Collected data entries
>>>

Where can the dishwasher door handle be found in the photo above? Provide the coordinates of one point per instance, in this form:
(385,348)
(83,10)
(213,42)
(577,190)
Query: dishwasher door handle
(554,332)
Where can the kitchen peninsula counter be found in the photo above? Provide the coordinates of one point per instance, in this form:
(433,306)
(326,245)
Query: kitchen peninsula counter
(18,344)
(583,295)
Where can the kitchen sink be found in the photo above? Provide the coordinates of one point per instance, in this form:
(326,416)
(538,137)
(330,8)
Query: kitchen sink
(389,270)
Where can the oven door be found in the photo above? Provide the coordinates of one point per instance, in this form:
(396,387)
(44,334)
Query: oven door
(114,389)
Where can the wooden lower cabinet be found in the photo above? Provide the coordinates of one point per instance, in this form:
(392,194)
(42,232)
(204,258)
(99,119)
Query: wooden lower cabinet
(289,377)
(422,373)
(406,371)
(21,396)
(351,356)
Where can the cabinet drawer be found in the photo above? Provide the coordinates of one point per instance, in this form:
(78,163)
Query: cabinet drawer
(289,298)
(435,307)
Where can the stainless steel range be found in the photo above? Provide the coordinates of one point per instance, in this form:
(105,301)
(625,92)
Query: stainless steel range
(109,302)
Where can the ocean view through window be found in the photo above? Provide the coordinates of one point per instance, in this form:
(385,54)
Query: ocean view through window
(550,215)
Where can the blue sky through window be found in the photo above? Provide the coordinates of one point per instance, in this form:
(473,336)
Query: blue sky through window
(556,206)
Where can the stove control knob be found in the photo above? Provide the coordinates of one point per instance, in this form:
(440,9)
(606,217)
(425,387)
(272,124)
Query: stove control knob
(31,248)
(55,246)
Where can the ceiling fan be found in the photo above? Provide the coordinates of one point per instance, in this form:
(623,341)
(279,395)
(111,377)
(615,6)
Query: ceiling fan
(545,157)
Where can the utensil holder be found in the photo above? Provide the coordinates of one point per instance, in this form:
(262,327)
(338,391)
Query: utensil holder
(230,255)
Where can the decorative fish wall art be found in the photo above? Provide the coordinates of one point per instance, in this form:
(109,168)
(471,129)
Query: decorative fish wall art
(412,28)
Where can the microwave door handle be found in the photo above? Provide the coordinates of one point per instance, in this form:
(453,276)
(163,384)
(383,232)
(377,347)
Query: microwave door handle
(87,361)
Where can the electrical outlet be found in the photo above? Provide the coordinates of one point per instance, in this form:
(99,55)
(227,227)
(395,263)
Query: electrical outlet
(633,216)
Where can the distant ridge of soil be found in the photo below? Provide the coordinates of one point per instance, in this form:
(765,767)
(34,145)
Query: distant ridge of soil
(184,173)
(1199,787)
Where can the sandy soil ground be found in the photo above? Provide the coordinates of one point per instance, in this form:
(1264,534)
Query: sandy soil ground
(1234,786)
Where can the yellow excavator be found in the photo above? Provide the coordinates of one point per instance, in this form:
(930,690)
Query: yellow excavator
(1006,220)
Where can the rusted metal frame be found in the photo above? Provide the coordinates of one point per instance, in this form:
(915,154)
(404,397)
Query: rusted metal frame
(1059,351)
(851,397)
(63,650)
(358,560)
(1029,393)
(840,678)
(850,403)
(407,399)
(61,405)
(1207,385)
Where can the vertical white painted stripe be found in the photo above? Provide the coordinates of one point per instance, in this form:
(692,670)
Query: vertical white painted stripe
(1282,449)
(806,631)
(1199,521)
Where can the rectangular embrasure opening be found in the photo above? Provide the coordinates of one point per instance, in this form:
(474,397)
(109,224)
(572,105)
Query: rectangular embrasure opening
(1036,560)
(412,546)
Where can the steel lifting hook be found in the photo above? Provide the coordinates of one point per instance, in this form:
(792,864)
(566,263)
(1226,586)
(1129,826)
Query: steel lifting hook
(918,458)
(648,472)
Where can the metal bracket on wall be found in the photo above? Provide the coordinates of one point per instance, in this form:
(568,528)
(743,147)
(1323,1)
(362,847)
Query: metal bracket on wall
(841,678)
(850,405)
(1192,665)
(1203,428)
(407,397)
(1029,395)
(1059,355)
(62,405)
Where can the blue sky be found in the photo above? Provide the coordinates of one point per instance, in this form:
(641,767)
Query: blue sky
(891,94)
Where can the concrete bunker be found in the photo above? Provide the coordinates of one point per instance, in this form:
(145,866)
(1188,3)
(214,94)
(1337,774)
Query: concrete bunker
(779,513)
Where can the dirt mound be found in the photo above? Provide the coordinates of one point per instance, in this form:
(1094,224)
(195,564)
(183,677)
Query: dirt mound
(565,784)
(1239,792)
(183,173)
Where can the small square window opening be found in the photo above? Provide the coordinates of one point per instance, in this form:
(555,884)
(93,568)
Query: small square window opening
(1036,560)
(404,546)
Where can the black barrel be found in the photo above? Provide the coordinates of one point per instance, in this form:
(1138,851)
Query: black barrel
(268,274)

<<<

▶ EXERCISE DIRECTIONS: The expected response is the full data, reproduced exactly.

▶ SOLUTION TO THE PROBLEM:
Where can the dishwasher door handle be found in the photo above? Provide the coordinates of one point per instance, in this form:
(385,348)
(83,10)
(213,42)
(577,190)
Query: dishwasher door handle
(554,332)
Where can the kitchen peninsula counter be found in the photo above? Provide the coordinates of one point per instance, in this form:
(433,306)
(326,245)
Query: kitchen peninsula counter
(18,344)
(583,295)
Where can the kitchen sink be found in the photo above? Provide the coordinates of one point per instance, in this form:
(326,416)
(538,137)
(330,8)
Query: kitchen sink
(389,270)
Where can the oven door be found in the photo above? Provide the coordinates of one point per instance, in this form:
(396,387)
(44,334)
Query: oven door
(114,389)
Where can the wooden lower cabinet be found in the photo above? Provide the coordinates of one point per instance, in this form:
(392,194)
(42,232)
(204,258)
(99,119)
Query: wooden lower cabinet
(289,377)
(422,373)
(406,371)
(21,396)
(351,356)
Where can the cabinet drawer be found in the photo above? Provide the coordinates of one point per instance, in this form:
(78,163)
Query: cabinet drawer
(289,298)
(435,307)
Where can the stainless steel range be found in the photo above? Provide the coordinates of one point per instance, in this form:
(105,301)
(625,92)
Query: stainless steel range
(109,302)
Where can the ocean view through window be found in the photo above? Provide the coordinates of one point per instance, in this form:
(385,54)
Query: ocean view through window
(550,215)
Where can the blue sky through window be found in the photo above? Provide the coordinates of one point per instance, in this form:
(473,336)
Query: blue sky through window
(556,206)
Where can the stove control knob be found in the photo above? Provide the coordinates of one point per instance, in this form:
(440,9)
(606,217)
(425,387)
(272,124)
Query: stove control knob
(31,248)
(55,246)
Where can the ceiling fan be found in the photo above? Provide the coordinates of one point per instance, in this form:
(623,341)
(279,395)
(111,377)
(615,6)
Query: ceiling fan
(545,157)
Where can the utensil holder be found in the photo above? Provide the coordinates of one point per instance, in this form:
(262,327)
(338,391)
Query: utensil holder
(230,255)
Where can the decorative fish wall art be found in the photo above? Provide the coordinates of one point per instance, in this form:
(109,168)
(471,129)
Query: decorative fish wall art
(412,28)
Where can the microwave door handle be found in the photo above? Provide the coordinates of one point per instance, in this form:
(453,276)
(163,384)
(383,232)
(377,347)
Query: microwave door handle
(87,361)
Where can the electrical outlet be found in the photo above? Provide the coordinates of one point per instance, in this form:
(99,55)
(227,227)
(395,263)
Query: electrical outlet
(633,216)
Where can the distant ridge of soil be found in the photo below? Provide the coordinates of one point per instance, in this form:
(765,767)
(34,145)
Query: distant ridge of soil
(184,173)
(1199,787)
Where can the sandy soil ground be found in the photo above? Provide the coordinates of one point per instance, in this form:
(1264,534)
Query: sandy soil ground
(1234,786)
Where can the yellow excavator be found in the photo above? Provide the coordinates of one point per instance, in this form:
(930,690)
Query: yellow excavator
(1006,220)
Where can the rusted metal frame be found in the photo above? Provide the coordinates of one point per instance, in this form:
(915,154)
(404,397)
Query: rusted metal frame
(1059,351)
(851,397)
(63,650)
(358,560)
(1029,393)
(840,678)
(850,403)
(407,399)
(61,405)
(1207,385)
Where can the vertical white painted stripe be found in the photo above? Provide the coordinates of one point per instance, in this form:
(692,670)
Query: vertical white painted stripe
(1282,449)
(806,631)
(1199,521)
Where can the rectangular embrasure opening be found in the photo above? Provide the coordinates of one point per instance, in this form:
(474,397)
(109,224)
(572,105)
Query: rectangular embrasure opening
(1036,560)
(412,546)
Where can the steel lifting hook be found in the photo above? Provide the coordinates of one point per instance, in this form:
(792,864)
(566,263)
(1226,586)
(1129,826)
Query: steel lifting hook
(918,458)
(648,472)
Where can the metal bracket on wall be found in the photo above? Provide the coordinates of one point per instance, in this form:
(568,528)
(743,147)
(1323,1)
(362,847)
Query: metal bracket on wall
(841,678)
(850,405)
(1192,665)
(1203,428)
(407,397)
(1029,395)
(1059,355)
(62,405)
Where can the blue sky be found in the photo above? Provide the coordinates of one point per instance, in this form:
(641,767)
Query: blue sky
(891,94)
Where can the concrete bunker be found in the photo above? Provide the coordinates of one point per instance, in this form:
(145,866)
(1188,3)
(214,94)
(1337,774)
Query: concrete bunker
(779,513)
Where can the dirt mound be found in the photo above? Provide the coordinates of one point per instance, in this form:
(1094,224)
(195,564)
(183,677)
Query: dirt mound
(565,784)
(1239,792)
(183,173)
Where can the small square window opening be found in the photo above? Provide the coordinates of one point per instance, in this form:
(555,884)
(93,568)
Query: small square window opening
(1036,560)
(404,546)
Where can the black barrel be found in the photo above? Provide the coordinates of one point per instance, in this form:
(1138,851)
Query: black barrel
(268,274)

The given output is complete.